Provided data:
= Beginning of Section =

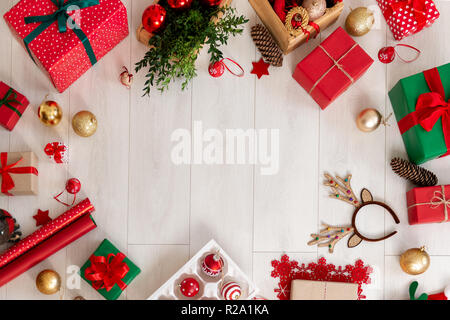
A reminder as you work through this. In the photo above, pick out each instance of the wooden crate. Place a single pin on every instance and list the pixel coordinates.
(144, 36)
(281, 35)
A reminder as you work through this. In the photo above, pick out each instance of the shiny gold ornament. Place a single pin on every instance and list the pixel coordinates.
(369, 120)
(48, 282)
(415, 261)
(315, 8)
(50, 113)
(84, 123)
(359, 21)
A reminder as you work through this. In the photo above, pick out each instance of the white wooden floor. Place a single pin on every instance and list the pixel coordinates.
(161, 214)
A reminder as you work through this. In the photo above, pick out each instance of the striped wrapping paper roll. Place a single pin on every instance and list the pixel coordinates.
(45, 232)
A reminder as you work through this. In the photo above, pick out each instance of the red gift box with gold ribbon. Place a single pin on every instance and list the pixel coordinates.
(428, 204)
(12, 105)
(332, 67)
(406, 17)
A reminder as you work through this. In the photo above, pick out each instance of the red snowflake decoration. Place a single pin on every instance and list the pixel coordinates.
(287, 270)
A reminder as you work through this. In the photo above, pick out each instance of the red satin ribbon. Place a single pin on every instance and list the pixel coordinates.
(418, 8)
(56, 150)
(106, 272)
(6, 170)
(430, 107)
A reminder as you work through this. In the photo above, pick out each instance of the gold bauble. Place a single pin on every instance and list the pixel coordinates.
(359, 21)
(50, 113)
(84, 123)
(48, 282)
(415, 261)
(368, 120)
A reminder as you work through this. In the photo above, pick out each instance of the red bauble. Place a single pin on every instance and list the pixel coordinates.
(179, 4)
(153, 18)
(211, 3)
(73, 186)
(386, 54)
(189, 287)
(212, 265)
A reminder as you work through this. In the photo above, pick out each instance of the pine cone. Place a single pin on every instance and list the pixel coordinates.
(267, 46)
(417, 175)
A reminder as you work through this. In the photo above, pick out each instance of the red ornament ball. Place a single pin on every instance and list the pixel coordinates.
(153, 18)
(189, 287)
(386, 54)
(179, 4)
(211, 3)
(73, 186)
(212, 265)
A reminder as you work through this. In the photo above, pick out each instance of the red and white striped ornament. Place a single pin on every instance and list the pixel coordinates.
(212, 265)
(231, 291)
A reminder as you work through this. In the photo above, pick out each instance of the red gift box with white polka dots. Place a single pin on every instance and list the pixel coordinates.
(62, 54)
(406, 17)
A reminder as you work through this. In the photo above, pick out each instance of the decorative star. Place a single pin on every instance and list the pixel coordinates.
(260, 68)
(42, 218)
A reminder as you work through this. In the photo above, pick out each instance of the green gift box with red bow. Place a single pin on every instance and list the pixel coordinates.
(12, 106)
(422, 109)
(109, 271)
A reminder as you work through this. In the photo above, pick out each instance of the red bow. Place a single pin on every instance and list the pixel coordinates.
(430, 107)
(6, 170)
(56, 150)
(417, 7)
(106, 272)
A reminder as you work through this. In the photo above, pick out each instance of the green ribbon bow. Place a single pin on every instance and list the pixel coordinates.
(62, 17)
(10, 97)
(412, 292)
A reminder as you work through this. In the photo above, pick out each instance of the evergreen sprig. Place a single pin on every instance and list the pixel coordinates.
(174, 50)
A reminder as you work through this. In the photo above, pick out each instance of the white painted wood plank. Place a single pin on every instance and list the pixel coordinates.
(344, 149)
(286, 202)
(222, 195)
(101, 161)
(433, 281)
(157, 263)
(159, 190)
(434, 53)
(262, 268)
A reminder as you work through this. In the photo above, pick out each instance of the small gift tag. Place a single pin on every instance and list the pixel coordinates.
(57, 151)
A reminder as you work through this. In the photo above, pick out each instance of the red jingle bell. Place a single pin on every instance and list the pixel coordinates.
(153, 18)
(179, 4)
(212, 265)
(189, 287)
(73, 186)
(386, 54)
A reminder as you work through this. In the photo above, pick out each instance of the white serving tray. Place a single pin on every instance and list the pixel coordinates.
(209, 287)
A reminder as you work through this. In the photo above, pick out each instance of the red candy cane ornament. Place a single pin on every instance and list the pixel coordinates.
(73, 186)
(387, 54)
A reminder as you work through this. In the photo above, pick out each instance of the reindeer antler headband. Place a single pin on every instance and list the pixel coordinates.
(342, 190)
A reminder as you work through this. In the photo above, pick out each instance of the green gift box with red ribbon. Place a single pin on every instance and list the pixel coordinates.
(12, 106)
(109, 271)
(422, 109)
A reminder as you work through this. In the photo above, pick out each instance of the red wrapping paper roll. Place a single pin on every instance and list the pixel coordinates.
(83, 208)
(45, 249)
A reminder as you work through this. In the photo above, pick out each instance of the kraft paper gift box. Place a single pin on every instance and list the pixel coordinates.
(281, 35)
(332, 67)
(323, 290)
(19, 173)
(428, 204)
(109, 271)
(12, 105)
(420, 107)
(63, 46)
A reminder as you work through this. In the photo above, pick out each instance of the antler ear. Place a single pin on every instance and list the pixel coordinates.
(366, 196)
(353, 241)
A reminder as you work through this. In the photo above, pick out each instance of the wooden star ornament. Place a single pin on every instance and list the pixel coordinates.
(42, 218)
(260, 68)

= End of Section =

Task goal:
With the images omitted, repeat all the data word for word.

Exercise solution:
A reminder as you work through this. In the photo above, pick out each instance of the wooden crate. Place a single pin on every instance and list the pixel coordinates.
(144, 36)
(281, 35)
A reminder as you work through this. In the photo above, pick out each instance of the shiny gold ornament. Place a single pin on every instance and list the pixel coordinates.
(369, 120)
(48, 282)
(415, 261)
(315, 8)
(50, 113)
(84, 123)
(359, 21)
A reminder as you work through this. In the photo above, pick out each instance of the white wooden floor. Place a single pin on every instance and list the pixel coordinates.
(161, 214)
A reminder as you work through this. In the photo above, pick out each instance of the striped wrapping paper roll. Place a single pin on every instance and list the pixel coordinates.
(45, 232)
A reminder as you work through this. In the photo above, pick out each instance of the red gift box with gold ribbon. Place a single pin on every instance and list the pixel coordinates.
(428, 204)
(12, 105)
(332, 67)
(406, 17)
A reminder as you work through this. In the photo above, pick out each instance of the red snowflake decoration. Place a single pin on every instance and list the pixel coordinates.
(287, 270)
A reminder as you work through this. In the photo above, pick out each instance of the red satin ribbon. Place a single pin on every instance and list the pixel coordinates.
(418, 8)
(56, 150)
(106, 272)
(6, 170)
(430, 107)
A reminder as you work through this. In the photo above, pick out each instance of the gold bauble. Place a single pin on every instance and list the pixel coordinates.
(359, 21)
(50, 113)
(84, 123)
(48, 282)
(415, 261)
(368, 120)
A reminder as you work through this. In the photo above, pick out each instance of the red bauble. Place a single pin on every instance and list the pixel coordinates.
(179, 4)
(153, 18)
(211, 3)
(73, 186)
(386, 54)
(189, 287)
(212, 265)
A reminder as you work through this. In the photo above, pick out each instance of the pine cone. Place a single pin on every instance and list the pixel coordinates.
(267, 46)
(417, 175)
A reminder as you work through this. In the photo above, pick out each instance of the red ornament ball. Place a single pin on every instance and list the pixel coordinates.
(153, 18)
(189, 287)
(386, 54)
(179, 4)
(211, 3)
(73, 186)
(212, 265)
A reminder as you work through this. In the photo above, pick out each instance of the red and white striped ornament. Place a single pin on every instance and list the pixel coordinates.
(212, 265)
(231, 291)
A reminder as you work through this. In the photo above, pick out each instance of the red gift box with white polka dots. Place a single pin on every instance and list the pixel coordinates.
(62, 54)
(406, 17)
A reminder as you work through this. In the photo above, pick out each instance of the decorative star. Place a single pin on every instance and list the pixel coordinates.
(260, 68)
(42, 218)
A reminder as you work through this. In the photo above, pick out each instance of the green gift box with red bow. Place a single pin on every instance and list the pixel coordinates.
(12, 106)
(422, 109)
(109, 271)
A reminder as you work through this. In the photo above, pick out each instance of the red bow. Place a single pin on every instance and list the pixel coordinates.
(430, 107)
(6, 170)
(56, 150)
(417, 7)
(106, 272)
A reminder as you work through this. In the photo above, pick out each instance of the green ribbon bow. Place a single pin on every instance and list the pixel coordinates.
(62, 17)
(10, 97)
(412, 292)
A reminder as you work through this. In the photo above, pick out each instance of the evergreen sprig. Place a single pin on every instance and list the pixel coordinates.
(174, 50)
A reminder as you work through this. In the photo above, pick out each instance of the white painted wood plank. Place a single pin on every instance and list the pixel coordinates.
(344, 149)
(286, 202)
(222, 195)
(101, 161)
(433, 281)
(157, 263)
(159, 190)
(434, 53)
(262, 268)
A reminder as you work through this. In the photo above, pick out each instance of the small gift tag. Place a single pin on every instance and list the pixel coordinates.
(57, 151)
A reminder as you work through this. In the photo above, pick out each instance of the red jingle bell. Place a single pin on every instance and list the pixel coordinates.
(153, 18)
(179, 4)
(212, 265)
(189, 287)
(73, 186)
(386, 54)
A reminder as you work through this. In the photo above, pick out each instance of the white serving tray. Place a single pin on every instance and list the pixel coordinates.
(209, 287)
A reminder as you work through this. In the photo above, pick out each instance of the red candy cane ornament. Place a single pin on every instance and list the pixel coordinates.
(73, 186)
(387, 54)
A reminder as you work through this. In the photo above, pick out each instance of the reindeer antler headband. Place a single pin on every instance and list the pixel coordinates.
(342, 190)
A reminder as you work through this. In the photo above, pick out each instance of the green gift box with red ribbon. Place a single pin on every instance and list the pixel coordinates.
(12, 106)
(109, 271)
(422, 109)
A reminder as you work through this. In the photo above, pick out each instance of the red wrapping paper roll. Place a single pin on every instance and list the pixel coordinates.
(83, 208)
(45, 249)
A reminder as you work through this. In the photo above, pick out each instance of the kraft paper gift box. Place a single pin on every instance and list the pixel coordinates.
(281, 35)
(332, 67)
(323, 290)
(19, 173)
(428, 204)
(109, 271)
(12, 105)
(420, 107)
(63, 46)
A reminder as you work through this. In the photo above, pick out each instance of the antler ear. Place a single pin on every instance and list the pixel coordinates.
(366, 196)
(353, 241)
A reminder as you work through this. In the photo above, pick out each instance of the wooden star ornament. Place a single pin on every instance and list the pixel coordinates.
(42, 218)
(260, 68)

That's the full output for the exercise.